[What to work on]:
Translate this sentence from the forum post into Spanish: "All these thoughts are getting me down."

[Text]:
I didnt know where to post, so i came to this board... I have been feeling really down and anxious about things. I am 31 weeks. It came on all of the sudden and i dont know why. I kinda feel guilty i am having the feelings i am. i was very excited and still am about the upcoming birth of my son. But for some reason i am dreading things, scared, down about things. All of the sudden i cant stop dwelling on the fact that I am going to have this precious gift from God and i will have to take care of him. I am scared i am going to do something wrong, scared ill be a bad mom. All these thoughts are getting me down. I havent talked to my doctor about them yet. She knows i am an anxious person already ( my anxiety stems from my miscarriage i had last year). My question is has anyone gone through this? and if so can medication be prescribed to help combat the feelings i am having? i broke down to my husband last night about them because i just feel lost and guilty. Thanks!

[Exercise data]:
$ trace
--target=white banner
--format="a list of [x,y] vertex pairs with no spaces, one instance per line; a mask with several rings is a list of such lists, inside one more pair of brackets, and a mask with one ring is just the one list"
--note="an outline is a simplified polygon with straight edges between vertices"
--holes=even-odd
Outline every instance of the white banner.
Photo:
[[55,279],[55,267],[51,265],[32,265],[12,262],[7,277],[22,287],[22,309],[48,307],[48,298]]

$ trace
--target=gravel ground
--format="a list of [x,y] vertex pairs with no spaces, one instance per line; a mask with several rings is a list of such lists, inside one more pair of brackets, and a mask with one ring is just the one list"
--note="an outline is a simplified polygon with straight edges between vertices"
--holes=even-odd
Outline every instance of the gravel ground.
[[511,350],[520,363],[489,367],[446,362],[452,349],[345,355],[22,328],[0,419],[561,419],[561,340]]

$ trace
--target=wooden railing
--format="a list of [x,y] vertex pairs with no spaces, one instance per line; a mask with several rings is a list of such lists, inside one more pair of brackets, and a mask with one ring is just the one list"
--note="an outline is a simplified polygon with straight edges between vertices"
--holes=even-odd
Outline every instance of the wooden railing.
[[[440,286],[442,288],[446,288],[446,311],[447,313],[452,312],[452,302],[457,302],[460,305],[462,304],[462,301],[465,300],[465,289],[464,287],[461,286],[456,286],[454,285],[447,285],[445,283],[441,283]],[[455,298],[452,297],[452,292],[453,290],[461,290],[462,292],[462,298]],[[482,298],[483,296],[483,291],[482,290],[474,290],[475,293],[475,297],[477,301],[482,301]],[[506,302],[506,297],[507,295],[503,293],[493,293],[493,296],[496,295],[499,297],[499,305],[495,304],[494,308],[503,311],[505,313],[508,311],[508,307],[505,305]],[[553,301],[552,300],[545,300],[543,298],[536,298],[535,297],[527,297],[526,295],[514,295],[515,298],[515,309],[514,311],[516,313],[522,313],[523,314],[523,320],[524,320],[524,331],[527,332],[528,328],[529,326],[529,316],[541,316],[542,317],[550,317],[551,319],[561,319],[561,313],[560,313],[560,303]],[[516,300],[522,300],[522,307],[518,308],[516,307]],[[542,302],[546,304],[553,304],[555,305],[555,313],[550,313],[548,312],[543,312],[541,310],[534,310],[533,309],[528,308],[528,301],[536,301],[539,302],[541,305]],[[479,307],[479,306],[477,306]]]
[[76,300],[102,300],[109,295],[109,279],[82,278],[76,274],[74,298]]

[Task output]:
Todos estos pensamientos me están deprimiendo.